WHAT TO PRODUCE:
Everything from the line containing "TARGET = tubular flower" through the final line of the records must be transcribed verbatim; nothing else belongs in the result.

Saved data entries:
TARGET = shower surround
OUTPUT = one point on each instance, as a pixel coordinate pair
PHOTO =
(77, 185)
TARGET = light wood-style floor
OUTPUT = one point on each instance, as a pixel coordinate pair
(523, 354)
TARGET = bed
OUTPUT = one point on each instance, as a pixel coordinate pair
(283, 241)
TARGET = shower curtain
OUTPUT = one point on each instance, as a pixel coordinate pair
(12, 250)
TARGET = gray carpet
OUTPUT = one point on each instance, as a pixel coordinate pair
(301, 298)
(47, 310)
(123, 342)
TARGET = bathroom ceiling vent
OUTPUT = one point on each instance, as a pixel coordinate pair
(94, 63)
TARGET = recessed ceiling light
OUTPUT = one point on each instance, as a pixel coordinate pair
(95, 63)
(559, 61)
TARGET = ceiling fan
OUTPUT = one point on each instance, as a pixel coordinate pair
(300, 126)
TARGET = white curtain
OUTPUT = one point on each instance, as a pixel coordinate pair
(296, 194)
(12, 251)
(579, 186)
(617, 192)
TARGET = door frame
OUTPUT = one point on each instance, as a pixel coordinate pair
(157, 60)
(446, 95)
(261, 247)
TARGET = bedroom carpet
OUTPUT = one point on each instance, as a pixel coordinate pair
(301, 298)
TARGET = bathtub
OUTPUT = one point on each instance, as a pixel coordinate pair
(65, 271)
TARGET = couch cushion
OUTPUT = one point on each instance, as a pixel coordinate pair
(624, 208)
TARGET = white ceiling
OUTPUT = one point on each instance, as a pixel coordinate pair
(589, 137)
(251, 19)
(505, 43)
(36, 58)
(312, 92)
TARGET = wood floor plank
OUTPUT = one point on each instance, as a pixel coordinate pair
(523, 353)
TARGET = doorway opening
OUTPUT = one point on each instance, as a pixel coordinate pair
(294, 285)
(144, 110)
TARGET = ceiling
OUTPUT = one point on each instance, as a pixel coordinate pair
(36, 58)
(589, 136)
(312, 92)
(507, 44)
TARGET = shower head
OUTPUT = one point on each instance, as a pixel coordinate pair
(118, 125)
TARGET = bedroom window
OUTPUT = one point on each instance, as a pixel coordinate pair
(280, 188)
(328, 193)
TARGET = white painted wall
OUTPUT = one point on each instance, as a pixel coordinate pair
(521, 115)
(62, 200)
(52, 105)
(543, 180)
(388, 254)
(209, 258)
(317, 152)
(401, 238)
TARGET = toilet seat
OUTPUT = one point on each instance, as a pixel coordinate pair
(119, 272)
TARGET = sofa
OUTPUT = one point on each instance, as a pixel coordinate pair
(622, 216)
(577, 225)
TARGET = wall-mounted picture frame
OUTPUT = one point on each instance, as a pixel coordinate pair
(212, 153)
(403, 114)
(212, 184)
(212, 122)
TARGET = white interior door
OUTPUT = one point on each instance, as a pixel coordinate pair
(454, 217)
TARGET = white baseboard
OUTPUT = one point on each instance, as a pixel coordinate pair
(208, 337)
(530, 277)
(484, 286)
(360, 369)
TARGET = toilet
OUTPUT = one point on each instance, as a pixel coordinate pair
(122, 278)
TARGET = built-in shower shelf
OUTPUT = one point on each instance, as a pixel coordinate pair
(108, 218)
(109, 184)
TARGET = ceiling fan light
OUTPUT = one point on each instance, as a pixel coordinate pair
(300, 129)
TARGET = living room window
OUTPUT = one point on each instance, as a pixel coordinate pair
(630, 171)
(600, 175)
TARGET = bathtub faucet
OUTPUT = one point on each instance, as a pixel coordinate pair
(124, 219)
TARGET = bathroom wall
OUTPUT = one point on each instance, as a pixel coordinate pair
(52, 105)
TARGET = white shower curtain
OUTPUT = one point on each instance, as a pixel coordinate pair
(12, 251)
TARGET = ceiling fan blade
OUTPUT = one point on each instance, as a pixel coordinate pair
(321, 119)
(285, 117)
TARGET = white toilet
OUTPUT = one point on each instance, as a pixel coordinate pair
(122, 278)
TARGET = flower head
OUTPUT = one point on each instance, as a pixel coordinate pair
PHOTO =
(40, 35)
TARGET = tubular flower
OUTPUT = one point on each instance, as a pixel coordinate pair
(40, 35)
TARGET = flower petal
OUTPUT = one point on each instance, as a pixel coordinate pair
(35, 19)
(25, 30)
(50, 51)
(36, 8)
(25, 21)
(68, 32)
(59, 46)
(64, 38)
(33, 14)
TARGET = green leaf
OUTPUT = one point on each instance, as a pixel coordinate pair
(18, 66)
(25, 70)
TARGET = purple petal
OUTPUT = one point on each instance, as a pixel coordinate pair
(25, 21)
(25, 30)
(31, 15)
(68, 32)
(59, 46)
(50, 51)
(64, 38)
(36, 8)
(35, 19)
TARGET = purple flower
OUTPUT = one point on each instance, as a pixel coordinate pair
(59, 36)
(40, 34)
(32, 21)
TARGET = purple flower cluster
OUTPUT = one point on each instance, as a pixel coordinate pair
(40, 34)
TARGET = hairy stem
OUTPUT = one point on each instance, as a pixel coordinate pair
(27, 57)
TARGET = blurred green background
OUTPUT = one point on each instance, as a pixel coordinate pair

RESPONSE TO THE EXERCISE:
TARGET = tubular flower
OUTPUT = one point on each instance, as a pixel coordinate pair
(40, 35)
TARGET = flower petal
OUTPUT = one point on each instance, as a pixel coordinate pair
(35, 19)
(25, 30)
(50, 51)
(36, 8)
(25, 21)
(68, 32)
(59, 46)
(64, 38)
(33, 14)
TARGET = green leaf
OUTPUT = one point on each instance, as a pixel coordinate pair
(18, 66)
(25, 70)
TARGET = purple petal
OUTPUT = one point on each instance, as a pixel coordinate pair
(25, 21)
(25, 30)
(31, 15)
(68, 32)
(59, 46)
(50, 51)
(64, 38)
(36, 8)
(35, 19)
TARGET = purple flower
OUTPUT = one point on each instance, as a pixel coordinate pair
(59, 36)
(40, 34)
(32, 21)
TARGET = purple flower cluster
OUTPUT = one point on each instance, as a pixel coordinate pair
(40, 34)
TARGET = hairy stem
OUTPUT = one point on each instance, as a pixel coordinate pair
(27, 57)
TARGET = blurred green background
OUTPUT = one point on each instance, as a pixel coordinate pair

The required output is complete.